## Action item
Once the pictures are set aside, copy the records below exactly as they stand.

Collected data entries
[Start of section]

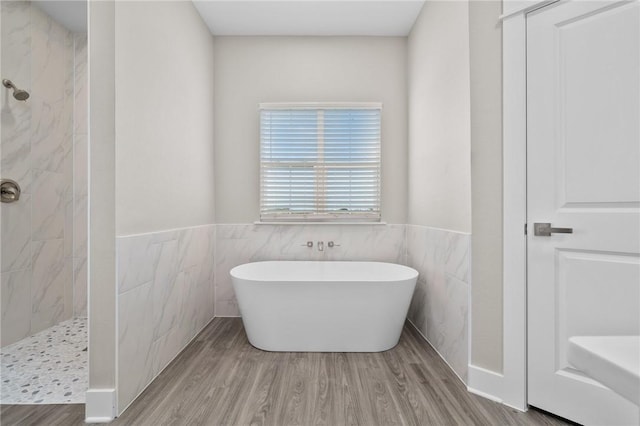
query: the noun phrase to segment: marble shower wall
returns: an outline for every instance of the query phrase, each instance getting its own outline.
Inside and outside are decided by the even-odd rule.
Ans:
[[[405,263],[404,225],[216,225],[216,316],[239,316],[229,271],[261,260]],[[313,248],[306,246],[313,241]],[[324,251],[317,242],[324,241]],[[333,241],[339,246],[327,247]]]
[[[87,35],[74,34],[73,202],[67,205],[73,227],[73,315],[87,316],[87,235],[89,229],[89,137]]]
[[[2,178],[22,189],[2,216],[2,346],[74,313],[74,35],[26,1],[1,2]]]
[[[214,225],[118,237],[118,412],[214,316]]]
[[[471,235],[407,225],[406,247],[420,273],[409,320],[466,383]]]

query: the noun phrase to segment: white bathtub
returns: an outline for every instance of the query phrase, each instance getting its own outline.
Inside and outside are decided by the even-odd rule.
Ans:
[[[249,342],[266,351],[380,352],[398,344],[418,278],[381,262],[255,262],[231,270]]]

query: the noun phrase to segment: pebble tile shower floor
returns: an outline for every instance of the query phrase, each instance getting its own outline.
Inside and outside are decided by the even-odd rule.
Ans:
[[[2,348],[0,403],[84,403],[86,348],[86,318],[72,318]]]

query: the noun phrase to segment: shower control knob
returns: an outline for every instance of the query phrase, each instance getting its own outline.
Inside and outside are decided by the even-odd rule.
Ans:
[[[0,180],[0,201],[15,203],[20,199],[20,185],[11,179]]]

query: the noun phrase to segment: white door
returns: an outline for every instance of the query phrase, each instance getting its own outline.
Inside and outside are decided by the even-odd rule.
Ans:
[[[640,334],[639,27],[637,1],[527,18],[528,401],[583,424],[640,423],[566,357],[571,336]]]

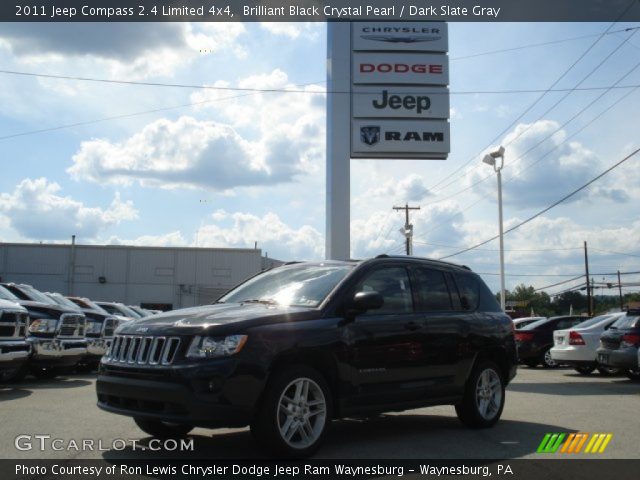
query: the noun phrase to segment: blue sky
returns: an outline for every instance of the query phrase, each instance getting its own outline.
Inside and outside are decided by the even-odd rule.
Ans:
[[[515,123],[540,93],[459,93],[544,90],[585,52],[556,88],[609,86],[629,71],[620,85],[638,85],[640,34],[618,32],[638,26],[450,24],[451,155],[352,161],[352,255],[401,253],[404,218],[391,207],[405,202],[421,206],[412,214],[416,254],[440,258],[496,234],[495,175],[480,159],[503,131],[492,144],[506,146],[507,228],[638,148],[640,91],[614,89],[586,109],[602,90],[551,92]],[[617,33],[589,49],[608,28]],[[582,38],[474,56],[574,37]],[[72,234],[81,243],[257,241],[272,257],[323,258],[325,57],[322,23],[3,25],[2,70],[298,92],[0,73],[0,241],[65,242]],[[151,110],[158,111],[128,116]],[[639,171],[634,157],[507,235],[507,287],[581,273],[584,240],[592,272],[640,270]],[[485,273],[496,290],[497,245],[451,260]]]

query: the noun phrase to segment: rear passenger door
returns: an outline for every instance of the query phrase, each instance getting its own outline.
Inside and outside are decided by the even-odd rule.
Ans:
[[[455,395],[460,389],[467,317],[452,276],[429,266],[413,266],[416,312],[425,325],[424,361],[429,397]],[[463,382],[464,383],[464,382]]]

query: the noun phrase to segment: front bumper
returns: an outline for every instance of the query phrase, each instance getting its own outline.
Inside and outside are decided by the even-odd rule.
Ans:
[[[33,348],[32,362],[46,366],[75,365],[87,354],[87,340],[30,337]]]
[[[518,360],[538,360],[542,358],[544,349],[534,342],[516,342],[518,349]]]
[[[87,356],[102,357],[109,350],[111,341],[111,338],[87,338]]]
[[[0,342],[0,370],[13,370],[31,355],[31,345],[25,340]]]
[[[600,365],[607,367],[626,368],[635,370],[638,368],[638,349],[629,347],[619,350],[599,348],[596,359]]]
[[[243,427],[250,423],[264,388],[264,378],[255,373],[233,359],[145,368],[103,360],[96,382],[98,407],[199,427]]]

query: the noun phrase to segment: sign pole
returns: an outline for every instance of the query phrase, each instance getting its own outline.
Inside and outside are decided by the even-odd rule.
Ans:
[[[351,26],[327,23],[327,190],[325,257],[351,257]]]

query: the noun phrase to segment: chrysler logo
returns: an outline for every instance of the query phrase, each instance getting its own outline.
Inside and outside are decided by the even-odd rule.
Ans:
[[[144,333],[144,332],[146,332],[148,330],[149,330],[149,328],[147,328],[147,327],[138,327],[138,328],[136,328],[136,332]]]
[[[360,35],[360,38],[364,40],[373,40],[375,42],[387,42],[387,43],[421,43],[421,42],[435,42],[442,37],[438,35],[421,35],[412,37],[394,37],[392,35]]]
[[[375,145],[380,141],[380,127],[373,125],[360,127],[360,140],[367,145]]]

[End of section]

## Result of this task
query: the noun phrase to segment: marble shower wall
returns: an outline for every instance of the query phrase, each instance getting its own outline.
Inside and outside are decided by the even-odd rule.
Ans:
[[[405,263],[404,225],[216,225],[216,316],[239,316],[229,271],[261,260]],[[313,248],[306,246],[313,241]],[[324,251],[317,242],[324,241]],[[333,241],[339,246],[327,247]]]
[[[87,35],[74,34],[73,202],[67,205],[73,227],[73,315],[87,316],[87,235],[89,229],[89,137]]]
[[[2,178],[22,189],[2,216],[2,346],[74,313],[74,35],[26,1],[1,2]]]
[[[214,225],[118,237],[118,412],[214,316]]]
[[[471,235],[407,225],[406,247],[420,273],[409,320],[466,383]]]

query: the noun phrase to segment: white bathtub
returns: an outline for every instance of the query phrase, each instance getting its own outline.
Inside and outside are decided by the even-odd rule.
Ans:
[[[249,342],[266,351],[380,352],[398,344],[418,278],[381,262],[255,262],[231,270]]]

query: the noun phrase to segment: pebble tile shower floor
returns: an outline for every instance of the query phrase, each instance getting its own outline.
Inside and outside are decided by the even-odd rule.
Ans:
[[[2,348],[0,403],[84,403],[86,348],[86,318],[72,318]]]

query: the noun phrase to segment: shower control knob
returns: an outline for every instance of the query phrase, each instance getting its own outline.
Inside and outside are decided by the even-odd rule.
Ans:
[[[0,180],[0,201],[15,203],[20,199],[20,185],[11,179]]]

query: the noun phrase to segment: white door
returns: an outline for every instance of the query phrase, each instance getting its own outline.
Inside and outside are decided by the even-odd rule.
Ans:
[[[640,334],[639,27],[637,1],[527,18],[528,401],[583,424],[640,423],[566,357],[571,336]]]

query: the noun phrase to segment: blue sky
returns: an outline for every instance of the query phrase, each instance getting its own outline.
Inside and outside are decided by the even-odd rule.
Ans:
[[[515,123],[540,93],[459,93],[544,90],[585,52],[556,88],[609,86],[629,71],[620,85],[638,85],[640,34],[618,32],[638,26],[450,24],[451,155],[352,161],[352,255],[401,253],[404,218],[391,207],[405,202],[421,206],[412,214],[416,254],[440,258],[496,234],[495,175],[480,159],[503,131],[492,144],[506,146],[507,228],[638,148],[640,91],[614,89],[586,109],[602,90],[551,92]],[[617,33],[589,49],[608,28]],[[582,38],[474,56],[574,37]],[[72,234],[81,243],[257,241],[272,257],[323,258],[325,57],[322,23],[3,25],[2,70],[298,92],[0,73],[0,241],[65,242]],[[151,110],[158,111],[128,116]],[[639,171],[634,157],[507,235],[507,287],[581,273],[584,240],[592,272],[640,270]],[[485,273],[496,290],[497,245],[451,260]]]

query: the noun phrase to segment: rear passenger door
returns: an outline for every instance of the query phrase, each instance getting its own outline.
Inside and outside are decided by the even-odd rule.
Ans:
[[[455,395],[460,389],[467,317],[452,276],[429,266],[413,266],[416,312],[425,325],[424,361],[429,397]],[[463,382],[464,383],[464,382]]]

query: the noun phrase to segment: front bumper
returns: an outline for every instance of the query phrase, each instance getting its own outline.
Inside and outside are decided by the even-odd rule.
Ans:
[[[33,348],[32,362],[46,366],[75,365],[87,354],[87,340],[30,337]]]
[[[518,360],[538,360],[542,358],[544,349],[534,342],[516,342],[518,349]]]
[[[87,356],[102,357],[109,350],[111,341],[111,338],[87,338]]]
[[[0,342],[0,370],[13,370],[31,355],[31,345],[25,340]]]
[[[600,365],[607,367],[626,368],[635,370],[638,368],[638,349],[629,347],[619,350],[599,348],[596,359]]]
[[[243,427],[250,423],[264,388],[264,378],[255,373],[233,359],[145,368],[103,360],[96,382],[98,407],[199,427]]]

query: the noun phrase to segment: sign pole
returns: an outline for every instance of the query phrase, each instance getting its own outline.
Inside and outside are decided by the even-odd rule.
Ans:
[[[351,26],[327,23],[327,190],[325,257],[351,257]]]

query: the noun phrase to segment: chrysler logo
returns: an outline for every instance of the query phrase, each instance getting its own outline.
Inside and outside are decided by the even-odd rule.
Ans:
[[[144,333],[144,332],[146,332],[148,330],[149,330],[149,328],[147,328],[147,327],[138,327],[138,328],[136,328],[136,332]]]
[[[360,35],[360,38],[364,40],[373,40],[375,42],[387,42],[387,43],[421,43],[421,42],[435,42],[442,37],[438,35],[421,35],[412,37],[394,37],[392,35]]]
[[[375,145],[380,141],[380,127],[373,125],[360,127],[360,140],[367,145]]]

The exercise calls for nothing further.